──────── Excerpt to read

As some states begin to reopen businesses, White House health advisor Dr. Anthony Fauci is warning that reopening too soon could lead to “little spikes” in coronavirus cases that could turn into further outbreaks.
Fauci, the nation's leading infectious disease expert, told Congress on Tuesday that he’s concerned some states may be easing measures to curb the spread of the virus prematurely. Failing to adhere to the White House’s multi-phase plan for gradually reopening could be a step backward for the nation in combating the outbreak.
"My concern [is] that if some areas, city, states, or what have you, jump over those various checkpoints and prematurely open up without having the capability of being able to respond effectively and efficiently, my concern is that we will start to see little spikes that might turn into outbreaks," Fauci said in response to a question from Sen. Patty Murray (D-Wash.).
Fauci raised these concerns during a videoconference hearing before the Senate Committee on Health, Education, Labor and Pensions.
Slowing the spread
In addition to expressing concern about future outbreaks stemming from opening back up too early, Fauci discussed the likely timeline for the rollout of a vaccine. Fauci said he was optimistic that health experts will find a vaccine to stop the spread of the virus, but schools shouldn’t expect a vaccine or widely available treatment for COVID-19 by fall.
“Even at the top speed we’re going, we don’t see a vaccine playing in the ability of individuals to get back to school this term,” he said.
In the meantime, the nation’s COVID-19 response is “currently focused on the proven public health practices of containment and mitigation,” Fauci said.
“If we skip over the checkpoints in the guidelines to: ‘Open America Again,’ then we risk the danger of multiple outbreaks throughout the country,” Fauci wrote in an email to New York Times health policy reporter Sheryl Gay Stolberg. “This will not only result in needless suffering and death, but would actually set us back on our quest to return to normal.”
More than 100 potential vaccines are being looked into as potential treatments, but Fauci said “there’s no guarantee that the vaccine is actually going to be effective.” He noted that two vaccines have produced a “suboptimal response.”
“And when the person gets exposed, they actually have an enhanced pathogenesis of the disease, which is always worrisome. So we want to make sure that that doesn’t happen. Those are the two major unknowns,” he said.
The U.S. Food and Drug Administration (FDA) recently gave the biopharma firm Moderna “fast track” status for its experimental vaccine, mRNA-1273. The drug entered Phase 2 clinical trials last week.
The number of COVID-19 cases has exceeded one million and the number of deaths is now at least 80,684, according to data compiled by Johns Hopkins University. U.S. health officials say the figures are likely much higher as some people with the illness are asymptomatic.

────────────────
──────── Data below

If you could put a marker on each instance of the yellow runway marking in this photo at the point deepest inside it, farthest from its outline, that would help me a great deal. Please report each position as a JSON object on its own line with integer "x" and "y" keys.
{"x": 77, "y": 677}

────────────────

## Task directions
Update the passage of the Fauci article that begins at the words "The number of COVID-19" and stops after "illness are asymptomatic.", replacing "one million" with "1 million".

## Solution for this exercise
The number of COVID-19 cases has exceeded 1 million and the number of deaths is now at least 80,684, according to data compiled by Johns Hopkins University. U.S. health officials say the figures are likely much higher as some people with the illness are asymptomatic.